::: BRANO RIPORTATO :::
Esce in questi giorni il libro su questo argomento del prefetto della Congregazione per la dottrina della Chiesa, cardinal Gerhard Muller
Era ovvio che con l’arrivo di un pontefice che ha avuto modo di confrontarsi direttamente con le problematiche, le criticità ma anche gli aspetti positivi della cosiddetta “Teologia della liberazione” se ne sentisse maggiormente parlare, specie da quando è stata riabilitata nei mesi scorsi. Di più se a parlarne con competenza e passione è il cardinale Gerhard Ludwig Muller: «Povera per i poveri. La missione della Chiesa» (Libreria Editrice Vaticana, pp. 312, e 20) che riprende – nel titolo – proprio una espressione bergogliana.
Per presentare il libro, il vaticanista del Corriere, Gian Guido Vecchi, parte da un aneddoto: “Il 22 luglio 1968, in una città di pescatori sul Pacifico, a Chimbote, Gutiérrez era il giovane teologo che avrebbe dovuto intrattenere i seminaristi sulla «teologia dello sviluppo» e invece parlò loro di Teología de la liberación : tre anni più tardi diventò il titolo del testo che avrebbe battezzato la corrente teologica più discussa di fine Novecento. Ora il tema della povertà e della «missione liberatrice» ed «evangelizzatrice» della Chiesa è al centro del libro di Müller”. Questo è un volume prezioso perché fornice una riflessione sulla povertà di là dalle forzature ideologiche (Müller spiega che «l’autentica Teologia della liberazione» è «opposta» al «marxismo» come all’«odierno liberismo»).
Lo stesso Gerhard Müller (nel libro) spiega il tratto fondamentale del cristianesimo: “Perché Gesù non è l’annunciatore di una mistica staccata da ogni riferimento col mondo o di un ascetismo disincarnato. Nell’insegnamento e nell’agire di Gesù c’è, al contrario, l’unità tra dimensione trascendente e dimensione immanente della salvezza. Anche la sua morte sulla Croce non può in alcun modo essere considerata come religiosità staccata dal mondo, che separa la creazione dalla redenzione. Gesù è invece morto in Croce per dimostrare l’amore liberante di Dio che trasforma il mondo. […] Così la salvezza, la liberazione, rispetto alla sua realizzazione storica, non inizia al momento della nostra morte individuale o alla fine della storia dell’umanità nel suo complesso, quando il Buon samaritano ritornerà: quello è piuttosto il momento del compimento di essa, nella contemplazione di Dio, nell’eterna comunione d’amore con Lui: inizia ora e qui, ai bordi della strada. (Corriere della Sera, 19 febbraio)
::: DATI REGISTRATI :::
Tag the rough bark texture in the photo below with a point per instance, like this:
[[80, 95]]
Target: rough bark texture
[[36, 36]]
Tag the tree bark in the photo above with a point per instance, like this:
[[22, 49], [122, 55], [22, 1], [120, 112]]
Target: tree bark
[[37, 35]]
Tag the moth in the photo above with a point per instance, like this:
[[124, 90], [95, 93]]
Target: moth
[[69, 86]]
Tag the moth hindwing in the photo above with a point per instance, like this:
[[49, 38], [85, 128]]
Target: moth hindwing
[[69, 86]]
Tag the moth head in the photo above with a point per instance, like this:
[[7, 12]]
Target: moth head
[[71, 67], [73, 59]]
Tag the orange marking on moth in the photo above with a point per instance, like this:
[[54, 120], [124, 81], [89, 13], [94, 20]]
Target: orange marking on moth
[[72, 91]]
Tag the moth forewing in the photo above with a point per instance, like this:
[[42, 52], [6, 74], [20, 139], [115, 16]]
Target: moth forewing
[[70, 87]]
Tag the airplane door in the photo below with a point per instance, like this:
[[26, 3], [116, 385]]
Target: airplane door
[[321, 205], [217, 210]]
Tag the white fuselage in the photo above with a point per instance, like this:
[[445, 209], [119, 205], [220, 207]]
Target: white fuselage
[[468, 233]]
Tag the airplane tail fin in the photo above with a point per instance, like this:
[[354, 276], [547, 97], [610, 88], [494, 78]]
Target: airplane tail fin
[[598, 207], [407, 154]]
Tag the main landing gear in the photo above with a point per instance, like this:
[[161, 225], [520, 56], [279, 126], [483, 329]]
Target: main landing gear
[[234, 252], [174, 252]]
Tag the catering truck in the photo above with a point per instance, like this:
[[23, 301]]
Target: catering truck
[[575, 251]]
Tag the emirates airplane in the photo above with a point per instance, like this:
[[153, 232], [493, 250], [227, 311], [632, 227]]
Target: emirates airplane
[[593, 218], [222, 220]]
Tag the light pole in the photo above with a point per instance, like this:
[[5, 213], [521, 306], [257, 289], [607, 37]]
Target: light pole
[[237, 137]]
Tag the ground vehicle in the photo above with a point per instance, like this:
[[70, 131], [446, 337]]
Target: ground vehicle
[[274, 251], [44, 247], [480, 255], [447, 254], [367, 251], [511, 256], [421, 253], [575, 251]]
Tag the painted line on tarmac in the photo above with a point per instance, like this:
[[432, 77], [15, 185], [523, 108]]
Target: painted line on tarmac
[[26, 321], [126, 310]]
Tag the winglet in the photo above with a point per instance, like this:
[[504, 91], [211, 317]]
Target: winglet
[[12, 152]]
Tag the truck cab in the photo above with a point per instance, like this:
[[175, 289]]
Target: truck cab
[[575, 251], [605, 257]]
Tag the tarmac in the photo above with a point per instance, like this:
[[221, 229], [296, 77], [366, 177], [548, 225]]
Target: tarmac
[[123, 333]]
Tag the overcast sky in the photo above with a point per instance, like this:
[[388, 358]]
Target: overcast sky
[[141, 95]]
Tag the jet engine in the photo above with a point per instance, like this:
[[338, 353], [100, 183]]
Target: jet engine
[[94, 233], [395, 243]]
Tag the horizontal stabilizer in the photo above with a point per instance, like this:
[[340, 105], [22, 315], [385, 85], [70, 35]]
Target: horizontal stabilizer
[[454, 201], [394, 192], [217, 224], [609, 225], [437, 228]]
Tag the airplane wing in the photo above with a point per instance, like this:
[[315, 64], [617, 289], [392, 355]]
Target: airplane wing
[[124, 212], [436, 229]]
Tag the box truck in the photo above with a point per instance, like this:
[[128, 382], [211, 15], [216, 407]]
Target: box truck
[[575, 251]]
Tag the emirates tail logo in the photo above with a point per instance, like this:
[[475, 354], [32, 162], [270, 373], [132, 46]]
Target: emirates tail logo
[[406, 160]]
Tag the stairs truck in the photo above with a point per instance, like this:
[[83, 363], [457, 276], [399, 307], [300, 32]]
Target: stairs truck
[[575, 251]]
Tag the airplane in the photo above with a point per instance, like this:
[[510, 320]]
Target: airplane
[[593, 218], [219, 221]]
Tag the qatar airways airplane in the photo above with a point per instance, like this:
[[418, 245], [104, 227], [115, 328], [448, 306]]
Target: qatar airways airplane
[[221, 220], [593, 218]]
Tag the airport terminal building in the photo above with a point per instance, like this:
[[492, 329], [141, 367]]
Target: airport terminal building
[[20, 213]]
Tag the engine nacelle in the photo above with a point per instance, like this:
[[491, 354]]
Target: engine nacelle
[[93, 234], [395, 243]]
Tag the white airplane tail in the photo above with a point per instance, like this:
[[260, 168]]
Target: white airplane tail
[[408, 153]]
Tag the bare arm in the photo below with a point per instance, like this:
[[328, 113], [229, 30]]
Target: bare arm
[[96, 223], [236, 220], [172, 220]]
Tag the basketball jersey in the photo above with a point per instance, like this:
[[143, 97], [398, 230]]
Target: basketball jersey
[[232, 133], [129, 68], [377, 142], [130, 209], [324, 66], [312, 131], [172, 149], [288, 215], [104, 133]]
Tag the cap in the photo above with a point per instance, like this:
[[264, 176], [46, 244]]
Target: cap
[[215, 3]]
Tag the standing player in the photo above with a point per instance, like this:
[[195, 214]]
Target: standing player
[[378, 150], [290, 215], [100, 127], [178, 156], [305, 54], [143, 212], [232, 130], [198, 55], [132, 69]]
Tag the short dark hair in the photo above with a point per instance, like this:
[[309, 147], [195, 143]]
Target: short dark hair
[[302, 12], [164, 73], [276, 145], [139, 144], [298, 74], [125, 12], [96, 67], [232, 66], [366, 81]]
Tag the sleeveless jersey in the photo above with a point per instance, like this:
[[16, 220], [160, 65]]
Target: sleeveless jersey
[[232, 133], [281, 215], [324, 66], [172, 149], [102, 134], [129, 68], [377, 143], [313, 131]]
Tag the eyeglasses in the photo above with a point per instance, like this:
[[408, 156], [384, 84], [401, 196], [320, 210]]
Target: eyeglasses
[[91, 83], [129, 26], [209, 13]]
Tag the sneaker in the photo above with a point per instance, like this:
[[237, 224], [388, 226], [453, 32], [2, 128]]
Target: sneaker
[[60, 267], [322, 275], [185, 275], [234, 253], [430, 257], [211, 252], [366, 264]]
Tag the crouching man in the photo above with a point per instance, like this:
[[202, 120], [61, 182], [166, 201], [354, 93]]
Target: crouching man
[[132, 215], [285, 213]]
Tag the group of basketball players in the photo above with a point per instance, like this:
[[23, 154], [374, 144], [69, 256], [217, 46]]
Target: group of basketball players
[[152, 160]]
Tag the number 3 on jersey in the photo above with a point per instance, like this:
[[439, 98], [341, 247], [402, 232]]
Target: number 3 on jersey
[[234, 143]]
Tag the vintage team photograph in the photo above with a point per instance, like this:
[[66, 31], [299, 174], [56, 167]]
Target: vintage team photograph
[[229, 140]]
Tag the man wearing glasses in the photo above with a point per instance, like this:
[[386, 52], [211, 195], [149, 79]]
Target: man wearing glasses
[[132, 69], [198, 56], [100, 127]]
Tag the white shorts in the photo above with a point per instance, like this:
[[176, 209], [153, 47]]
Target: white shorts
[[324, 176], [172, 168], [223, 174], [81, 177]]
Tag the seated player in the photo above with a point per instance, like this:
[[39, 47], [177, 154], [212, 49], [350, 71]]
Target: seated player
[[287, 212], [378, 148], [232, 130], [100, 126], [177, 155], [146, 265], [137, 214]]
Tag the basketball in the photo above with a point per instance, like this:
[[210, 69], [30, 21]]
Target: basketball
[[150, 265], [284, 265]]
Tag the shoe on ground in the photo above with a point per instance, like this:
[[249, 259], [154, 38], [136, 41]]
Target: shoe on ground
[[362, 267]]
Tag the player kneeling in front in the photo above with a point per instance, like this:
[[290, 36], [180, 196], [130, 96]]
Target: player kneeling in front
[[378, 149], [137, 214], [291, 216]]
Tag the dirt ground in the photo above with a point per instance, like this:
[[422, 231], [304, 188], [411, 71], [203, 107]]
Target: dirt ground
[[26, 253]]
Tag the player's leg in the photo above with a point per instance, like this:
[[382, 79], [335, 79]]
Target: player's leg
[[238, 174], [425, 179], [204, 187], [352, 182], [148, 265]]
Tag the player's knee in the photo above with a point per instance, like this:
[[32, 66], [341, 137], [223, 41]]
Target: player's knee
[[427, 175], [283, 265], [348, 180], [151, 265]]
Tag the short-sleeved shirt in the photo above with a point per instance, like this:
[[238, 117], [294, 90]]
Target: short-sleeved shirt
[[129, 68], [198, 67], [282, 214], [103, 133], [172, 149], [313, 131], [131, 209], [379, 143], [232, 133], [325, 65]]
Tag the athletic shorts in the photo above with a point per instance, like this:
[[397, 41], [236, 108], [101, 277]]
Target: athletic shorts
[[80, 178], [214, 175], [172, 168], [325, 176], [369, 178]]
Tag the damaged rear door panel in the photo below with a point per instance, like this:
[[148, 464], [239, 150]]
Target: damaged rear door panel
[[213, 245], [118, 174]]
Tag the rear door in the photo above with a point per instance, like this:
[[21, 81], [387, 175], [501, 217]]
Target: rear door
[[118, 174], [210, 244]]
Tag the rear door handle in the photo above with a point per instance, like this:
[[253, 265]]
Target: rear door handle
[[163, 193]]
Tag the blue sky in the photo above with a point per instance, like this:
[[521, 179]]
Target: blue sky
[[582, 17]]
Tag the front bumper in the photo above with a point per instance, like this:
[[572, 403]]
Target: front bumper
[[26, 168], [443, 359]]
:::
SFIDA – Ricopia parola per parola dal brano sulla Teologia della liberazione il passo che comincia con "Esce in questi" e va avanti fino a "una espressione bergogliana.".

SOLUZIONE –
Esce in questi giorni il libro su questo argomento del prefetto della Congregazione per la dottrina della Chiesa, cardinal Gerhard Muller
Era ovvio che con l’arrivo di un pontefice che ha avuto modo di confrontarsi direttamente con le problematiche, le criticità ma anche gli aspetti positivi della cosiddetta “Teologia della liberazione” se ne sentisse maggiormente parlare, specie da quando è stata riabilitata nei mesi scorsi. Di più se a parlarne con competenza e passione è il cardinale Gerhard Ludwig Muller: «Povera per i poveri. La missione della Chiesa» (Libreria Editrice Vaticana, pp. 312, e 20) che riprende – nel titolo – proprio una espressione bergogliana.